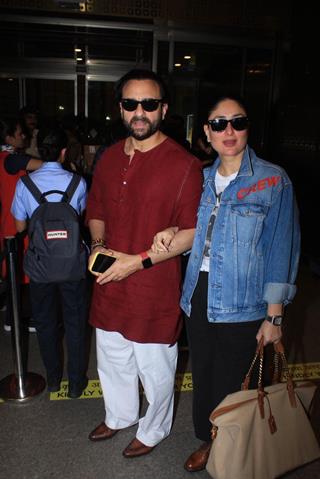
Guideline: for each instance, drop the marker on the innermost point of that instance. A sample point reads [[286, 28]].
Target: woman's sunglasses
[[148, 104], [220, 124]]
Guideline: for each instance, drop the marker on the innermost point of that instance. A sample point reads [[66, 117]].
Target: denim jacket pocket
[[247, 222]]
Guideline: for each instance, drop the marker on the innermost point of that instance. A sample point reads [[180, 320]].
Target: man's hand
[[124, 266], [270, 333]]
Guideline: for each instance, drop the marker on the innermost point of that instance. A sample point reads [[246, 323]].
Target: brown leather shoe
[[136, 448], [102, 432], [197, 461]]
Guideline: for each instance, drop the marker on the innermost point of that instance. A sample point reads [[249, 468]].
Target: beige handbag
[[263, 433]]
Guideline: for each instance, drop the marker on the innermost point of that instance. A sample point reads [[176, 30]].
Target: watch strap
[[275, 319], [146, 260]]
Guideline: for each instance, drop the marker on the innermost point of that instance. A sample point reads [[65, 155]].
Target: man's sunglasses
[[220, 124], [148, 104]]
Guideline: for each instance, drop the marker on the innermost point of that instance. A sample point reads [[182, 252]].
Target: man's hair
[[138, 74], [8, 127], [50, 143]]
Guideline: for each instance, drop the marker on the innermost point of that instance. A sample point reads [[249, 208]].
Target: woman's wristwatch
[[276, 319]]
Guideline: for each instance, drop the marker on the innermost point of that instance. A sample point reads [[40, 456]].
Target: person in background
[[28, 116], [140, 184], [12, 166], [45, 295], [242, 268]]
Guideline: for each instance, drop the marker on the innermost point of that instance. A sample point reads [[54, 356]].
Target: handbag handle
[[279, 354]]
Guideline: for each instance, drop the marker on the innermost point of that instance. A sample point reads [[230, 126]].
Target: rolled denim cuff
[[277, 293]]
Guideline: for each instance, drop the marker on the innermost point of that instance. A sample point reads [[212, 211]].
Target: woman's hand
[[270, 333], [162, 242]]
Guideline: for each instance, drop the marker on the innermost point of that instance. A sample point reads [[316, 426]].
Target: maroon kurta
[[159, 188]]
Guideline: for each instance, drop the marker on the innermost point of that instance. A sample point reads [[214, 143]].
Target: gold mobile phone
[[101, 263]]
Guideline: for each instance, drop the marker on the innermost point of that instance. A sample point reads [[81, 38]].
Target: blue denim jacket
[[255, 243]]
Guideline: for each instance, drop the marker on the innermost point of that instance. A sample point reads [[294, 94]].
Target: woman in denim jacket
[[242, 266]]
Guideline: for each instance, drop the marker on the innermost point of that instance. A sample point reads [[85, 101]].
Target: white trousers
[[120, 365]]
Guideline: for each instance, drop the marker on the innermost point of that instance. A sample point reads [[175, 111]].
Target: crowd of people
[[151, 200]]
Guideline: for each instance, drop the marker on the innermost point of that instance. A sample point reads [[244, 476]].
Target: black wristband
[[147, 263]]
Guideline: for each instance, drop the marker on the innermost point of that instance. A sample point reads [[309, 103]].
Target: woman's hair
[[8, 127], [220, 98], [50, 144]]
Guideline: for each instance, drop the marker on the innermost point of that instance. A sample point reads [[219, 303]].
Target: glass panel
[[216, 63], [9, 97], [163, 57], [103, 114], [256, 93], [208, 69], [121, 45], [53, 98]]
━━━━━━
#### THE REQUEST
Recast the material as a numbered list, starting at the line that contains "reads [[54, 356]]." and ending after the line that contains "[[277, 293]]". Leave out any blank lines.

#### FINISHED EXERCISE
1. Guideline: for each instance, drop the marker on the innermost point of that instance. A sample point reads [[54, 356]].
2. Target: handbag handle
3. [[279, 354]]
4. Guideline: for each instance, drop the marker on the innermost point of that instance. A sample point reads [[230, 126]].
5. Target: rolled denim cuff
6. [[277, 293]]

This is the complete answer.